- WORK ITEM
In the records below, find each line that holds "what" and return it.

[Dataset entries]
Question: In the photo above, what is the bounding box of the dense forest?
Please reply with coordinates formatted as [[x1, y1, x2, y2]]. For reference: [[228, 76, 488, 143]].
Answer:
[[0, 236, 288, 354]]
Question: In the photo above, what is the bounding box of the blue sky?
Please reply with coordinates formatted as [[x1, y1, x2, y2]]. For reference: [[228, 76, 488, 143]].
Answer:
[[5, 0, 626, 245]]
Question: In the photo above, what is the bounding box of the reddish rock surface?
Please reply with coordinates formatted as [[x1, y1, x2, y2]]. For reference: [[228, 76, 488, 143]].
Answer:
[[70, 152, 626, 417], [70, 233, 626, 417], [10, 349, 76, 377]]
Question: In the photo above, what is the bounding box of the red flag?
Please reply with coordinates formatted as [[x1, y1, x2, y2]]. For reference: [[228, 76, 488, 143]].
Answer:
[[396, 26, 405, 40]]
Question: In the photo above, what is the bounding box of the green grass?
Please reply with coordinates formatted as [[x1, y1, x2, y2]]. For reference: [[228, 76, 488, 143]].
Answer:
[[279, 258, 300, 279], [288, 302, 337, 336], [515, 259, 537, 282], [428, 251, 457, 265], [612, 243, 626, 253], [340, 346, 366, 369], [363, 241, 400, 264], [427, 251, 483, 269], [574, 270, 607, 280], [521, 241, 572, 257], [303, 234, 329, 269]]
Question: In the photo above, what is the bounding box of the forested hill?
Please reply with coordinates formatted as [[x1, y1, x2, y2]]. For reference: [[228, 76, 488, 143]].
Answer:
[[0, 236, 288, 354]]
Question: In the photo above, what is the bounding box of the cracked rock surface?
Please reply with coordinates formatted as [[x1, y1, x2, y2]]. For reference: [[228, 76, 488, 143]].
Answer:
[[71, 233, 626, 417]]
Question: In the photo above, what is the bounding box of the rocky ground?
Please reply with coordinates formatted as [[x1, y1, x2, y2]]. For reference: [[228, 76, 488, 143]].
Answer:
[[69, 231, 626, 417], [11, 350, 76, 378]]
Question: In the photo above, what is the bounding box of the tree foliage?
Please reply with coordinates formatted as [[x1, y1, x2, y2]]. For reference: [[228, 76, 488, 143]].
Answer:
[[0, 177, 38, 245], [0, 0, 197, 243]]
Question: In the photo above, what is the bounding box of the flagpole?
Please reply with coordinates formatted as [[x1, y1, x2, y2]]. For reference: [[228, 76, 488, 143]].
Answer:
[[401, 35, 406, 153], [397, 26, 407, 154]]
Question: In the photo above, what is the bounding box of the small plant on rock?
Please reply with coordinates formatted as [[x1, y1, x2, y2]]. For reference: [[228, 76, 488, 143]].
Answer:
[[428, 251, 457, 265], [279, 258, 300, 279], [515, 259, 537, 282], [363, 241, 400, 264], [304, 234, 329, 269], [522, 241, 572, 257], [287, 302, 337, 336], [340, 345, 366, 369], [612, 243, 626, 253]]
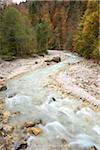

- COMPLETED EXERCISE
Question: In the photo above, what is the bounding box of the dense forest?
Question: In the photo above, what is the bounding box of the blue sky?
Question: In the photo above, what is the bounding box of the reddish rock surface?
Question: In the photo above, what is the bounding box of the red flag?
Question: In the photo above, what is the bounding box of the green grass?
Question: In the photo above, what is the bounding box of the forested hill?
Question: In the photo above, what is the bounding box of the cracked rock surface?
Question: In the photo above, what is the bounding box of the rocky ground?
Question: In the photo above, what is the bounding box of the tree foliage?
Question: In the photo above, what is the bounding box of the flagpole?
Question: In the photo above, what is the bounding box of the small plant on rock?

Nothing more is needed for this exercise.